◆ **Work required**:
Write out, word for word, the stretch of items below from the line containing "in blue jersey, that would be wonderful." through the final line, including both ends.

[Stored items]
::::
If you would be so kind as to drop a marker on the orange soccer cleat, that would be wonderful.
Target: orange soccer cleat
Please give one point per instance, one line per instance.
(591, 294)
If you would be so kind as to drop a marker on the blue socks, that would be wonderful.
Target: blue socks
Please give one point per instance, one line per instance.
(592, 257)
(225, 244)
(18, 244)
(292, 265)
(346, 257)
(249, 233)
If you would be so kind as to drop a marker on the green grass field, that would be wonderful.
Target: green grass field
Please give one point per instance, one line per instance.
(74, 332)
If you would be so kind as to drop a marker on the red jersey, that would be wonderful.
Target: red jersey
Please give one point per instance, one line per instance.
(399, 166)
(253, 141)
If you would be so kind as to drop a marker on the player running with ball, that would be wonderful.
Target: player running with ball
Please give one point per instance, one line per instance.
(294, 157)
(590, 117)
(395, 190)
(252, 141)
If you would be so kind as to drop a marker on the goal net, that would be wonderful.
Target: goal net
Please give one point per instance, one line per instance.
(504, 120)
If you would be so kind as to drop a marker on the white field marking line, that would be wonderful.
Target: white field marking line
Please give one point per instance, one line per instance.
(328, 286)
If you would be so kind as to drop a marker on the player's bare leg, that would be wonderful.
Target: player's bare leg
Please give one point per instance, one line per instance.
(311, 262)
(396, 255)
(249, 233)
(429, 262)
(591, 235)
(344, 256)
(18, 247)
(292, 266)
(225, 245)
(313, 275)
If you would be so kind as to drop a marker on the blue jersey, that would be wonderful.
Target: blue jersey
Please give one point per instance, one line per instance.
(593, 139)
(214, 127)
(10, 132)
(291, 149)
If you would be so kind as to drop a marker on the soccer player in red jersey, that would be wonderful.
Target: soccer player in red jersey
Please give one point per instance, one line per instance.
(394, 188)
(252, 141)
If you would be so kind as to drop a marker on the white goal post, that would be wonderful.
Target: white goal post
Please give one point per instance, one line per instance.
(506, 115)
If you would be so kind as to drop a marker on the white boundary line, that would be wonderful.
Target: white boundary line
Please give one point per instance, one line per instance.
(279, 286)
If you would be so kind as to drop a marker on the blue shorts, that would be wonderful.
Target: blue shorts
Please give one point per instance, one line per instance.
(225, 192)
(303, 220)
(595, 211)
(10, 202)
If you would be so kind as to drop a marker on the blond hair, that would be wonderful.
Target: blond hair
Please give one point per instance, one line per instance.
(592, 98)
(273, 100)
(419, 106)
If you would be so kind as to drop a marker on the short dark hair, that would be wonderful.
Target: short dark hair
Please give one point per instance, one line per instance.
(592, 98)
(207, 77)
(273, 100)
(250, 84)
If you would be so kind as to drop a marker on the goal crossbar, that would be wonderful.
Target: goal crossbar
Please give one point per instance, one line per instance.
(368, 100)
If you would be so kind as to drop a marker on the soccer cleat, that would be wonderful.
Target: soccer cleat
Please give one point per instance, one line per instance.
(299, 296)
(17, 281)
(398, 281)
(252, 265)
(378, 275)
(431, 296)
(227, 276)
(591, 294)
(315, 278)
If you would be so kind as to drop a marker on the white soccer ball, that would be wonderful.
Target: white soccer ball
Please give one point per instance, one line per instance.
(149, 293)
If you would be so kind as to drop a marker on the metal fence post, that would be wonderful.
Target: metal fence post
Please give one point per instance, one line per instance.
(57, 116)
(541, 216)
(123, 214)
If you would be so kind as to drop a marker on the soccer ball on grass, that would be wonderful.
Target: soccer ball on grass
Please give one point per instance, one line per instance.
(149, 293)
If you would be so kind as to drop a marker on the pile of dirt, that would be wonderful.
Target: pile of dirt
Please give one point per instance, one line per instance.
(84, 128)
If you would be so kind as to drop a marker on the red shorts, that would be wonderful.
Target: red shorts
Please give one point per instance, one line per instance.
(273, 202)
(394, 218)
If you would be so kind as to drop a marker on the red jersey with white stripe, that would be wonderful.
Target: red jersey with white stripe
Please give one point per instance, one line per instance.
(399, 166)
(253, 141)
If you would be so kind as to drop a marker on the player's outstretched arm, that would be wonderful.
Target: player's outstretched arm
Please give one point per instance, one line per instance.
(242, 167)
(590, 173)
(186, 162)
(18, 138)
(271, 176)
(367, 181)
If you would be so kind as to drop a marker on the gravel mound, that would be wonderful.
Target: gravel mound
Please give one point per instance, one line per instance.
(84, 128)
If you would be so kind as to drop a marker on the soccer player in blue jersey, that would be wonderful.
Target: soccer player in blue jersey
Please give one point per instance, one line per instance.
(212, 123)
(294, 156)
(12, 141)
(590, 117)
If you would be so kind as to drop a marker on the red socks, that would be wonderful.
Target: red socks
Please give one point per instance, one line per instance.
::::
◆ **Answer in full**:
If you would be so kind as to drop a marker on the soccer player in blue jersey, that would be wonderful.
Target: soccer player in blue jersey
Please give one point per instance, one line per instance.
(212, 123)
(294, 156)
(12, 141)
(590, 117)
If you would be so kind as to drop a marker on the red socks, that would be wonderful.
Target: red socks
Please give one point per instance, one line per instance.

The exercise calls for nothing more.